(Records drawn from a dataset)
********

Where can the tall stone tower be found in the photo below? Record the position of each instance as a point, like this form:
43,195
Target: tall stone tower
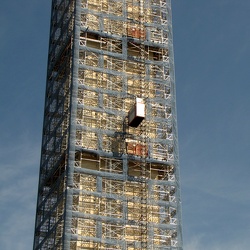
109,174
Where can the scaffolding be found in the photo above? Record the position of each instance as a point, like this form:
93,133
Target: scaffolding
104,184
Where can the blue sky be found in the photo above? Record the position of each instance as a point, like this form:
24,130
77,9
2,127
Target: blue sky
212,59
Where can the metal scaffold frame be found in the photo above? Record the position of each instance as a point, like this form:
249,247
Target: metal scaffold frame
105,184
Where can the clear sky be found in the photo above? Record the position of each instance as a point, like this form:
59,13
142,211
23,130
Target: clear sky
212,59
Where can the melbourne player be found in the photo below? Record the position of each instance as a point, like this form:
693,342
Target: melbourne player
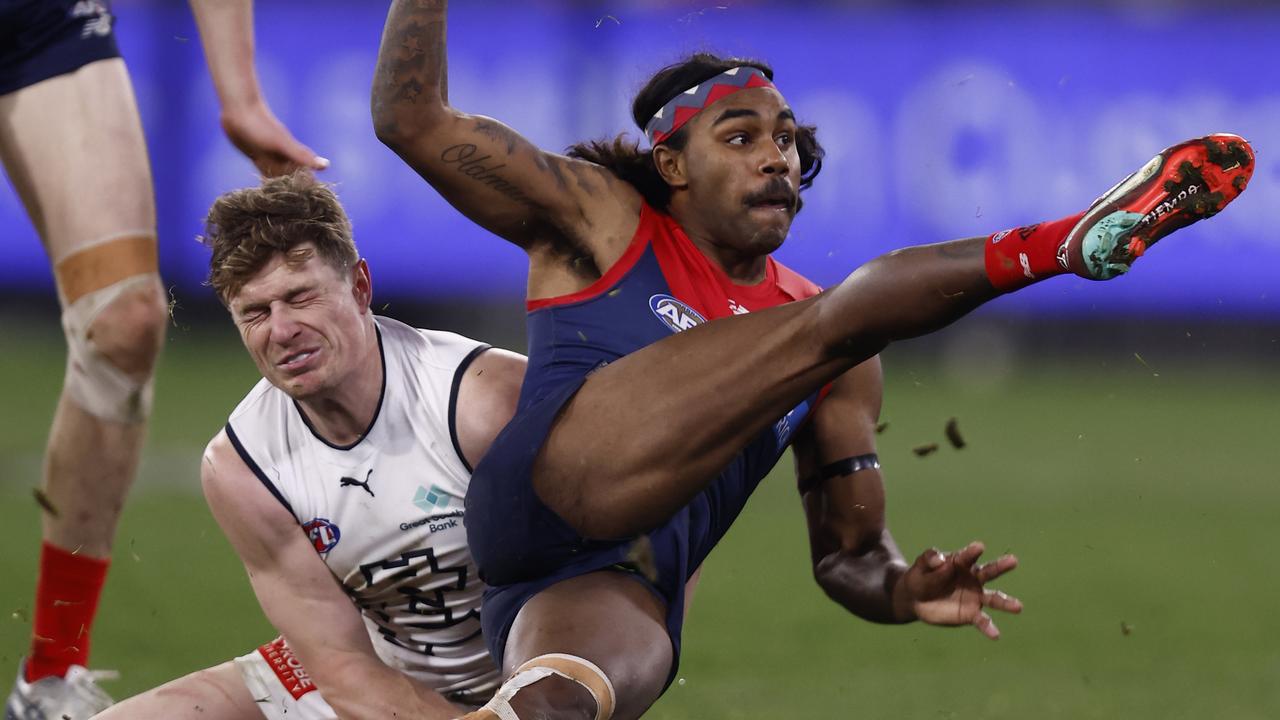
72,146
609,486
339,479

********

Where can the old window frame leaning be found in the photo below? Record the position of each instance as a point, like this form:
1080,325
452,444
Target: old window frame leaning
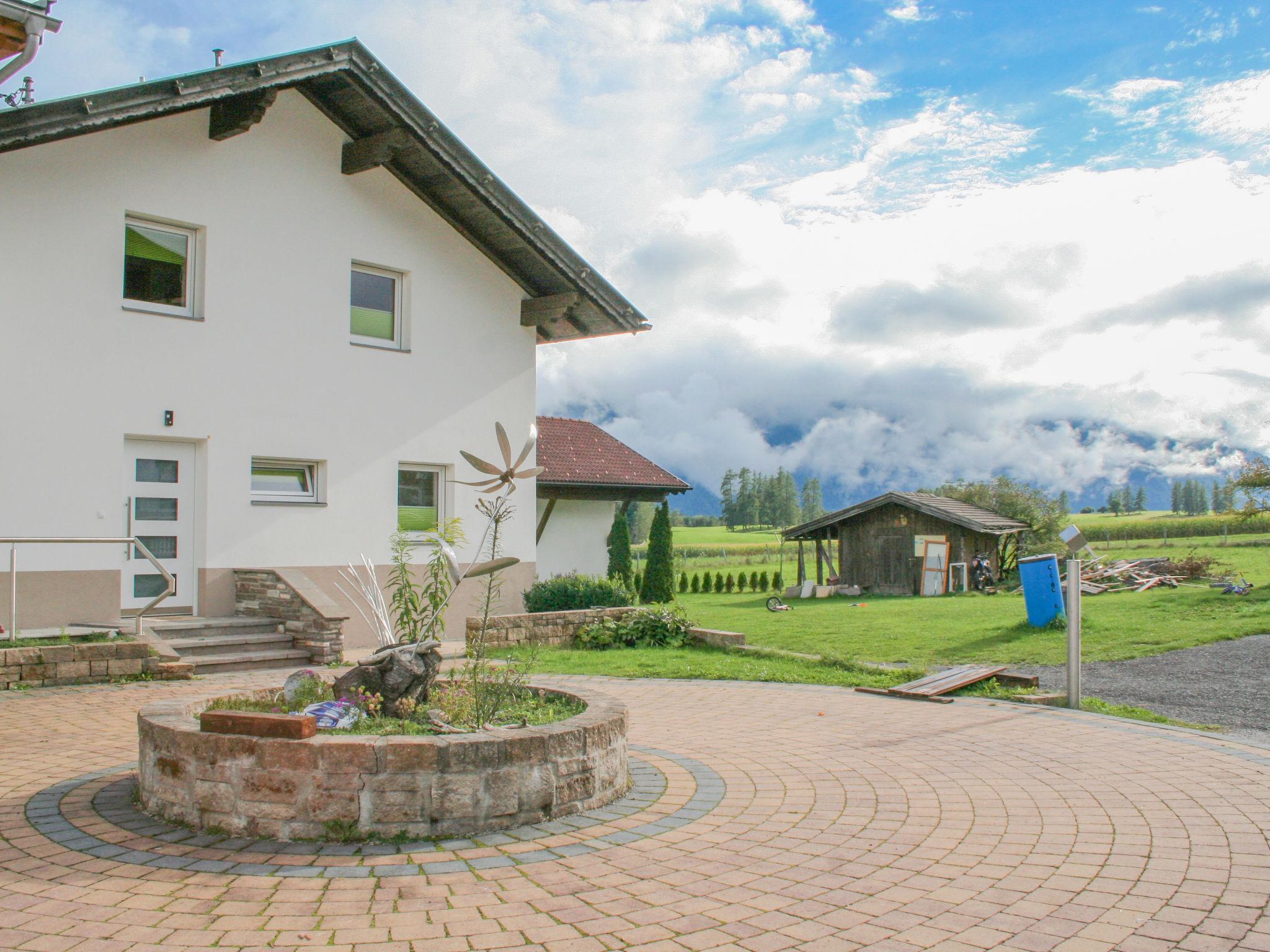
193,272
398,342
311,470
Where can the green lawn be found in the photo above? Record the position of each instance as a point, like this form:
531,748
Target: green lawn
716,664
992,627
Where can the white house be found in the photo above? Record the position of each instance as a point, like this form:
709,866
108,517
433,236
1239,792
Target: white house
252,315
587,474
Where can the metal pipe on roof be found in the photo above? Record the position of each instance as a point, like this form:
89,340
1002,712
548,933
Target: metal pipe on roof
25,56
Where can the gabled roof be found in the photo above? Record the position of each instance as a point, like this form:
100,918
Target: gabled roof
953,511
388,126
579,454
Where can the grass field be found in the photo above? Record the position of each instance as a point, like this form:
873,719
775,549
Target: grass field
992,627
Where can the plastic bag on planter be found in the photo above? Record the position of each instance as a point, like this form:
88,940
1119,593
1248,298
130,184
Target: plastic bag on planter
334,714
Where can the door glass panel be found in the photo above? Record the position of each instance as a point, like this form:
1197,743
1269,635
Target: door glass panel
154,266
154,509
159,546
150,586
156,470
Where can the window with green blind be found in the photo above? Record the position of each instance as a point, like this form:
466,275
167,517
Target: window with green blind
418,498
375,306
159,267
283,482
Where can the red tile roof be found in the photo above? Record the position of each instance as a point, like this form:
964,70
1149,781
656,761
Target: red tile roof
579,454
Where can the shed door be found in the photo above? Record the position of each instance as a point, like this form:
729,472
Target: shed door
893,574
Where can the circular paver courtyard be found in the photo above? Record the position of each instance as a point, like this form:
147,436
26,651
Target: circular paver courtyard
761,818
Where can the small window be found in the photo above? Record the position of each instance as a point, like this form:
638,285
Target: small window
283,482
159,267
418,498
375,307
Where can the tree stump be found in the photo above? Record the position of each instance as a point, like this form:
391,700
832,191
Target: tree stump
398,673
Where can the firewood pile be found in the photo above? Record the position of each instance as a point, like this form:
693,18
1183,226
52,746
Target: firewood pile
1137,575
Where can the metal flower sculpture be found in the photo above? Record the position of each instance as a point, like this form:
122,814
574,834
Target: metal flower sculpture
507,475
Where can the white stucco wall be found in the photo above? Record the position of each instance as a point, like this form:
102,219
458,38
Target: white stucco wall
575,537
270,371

********

TASK GOAL
Look through the data above for the word "below". Report each line where it occurs.

TASK ANSWER
Where can the tall stone tower be found in the photo below? Record the position of each instance as a point, like this form:
Where can the melbourne player be found in the photo below? Record the position of each instance as a point, like this form:
Where can the old window frame leaning be found in the photo below? Record the position of each instance as a point, like this form:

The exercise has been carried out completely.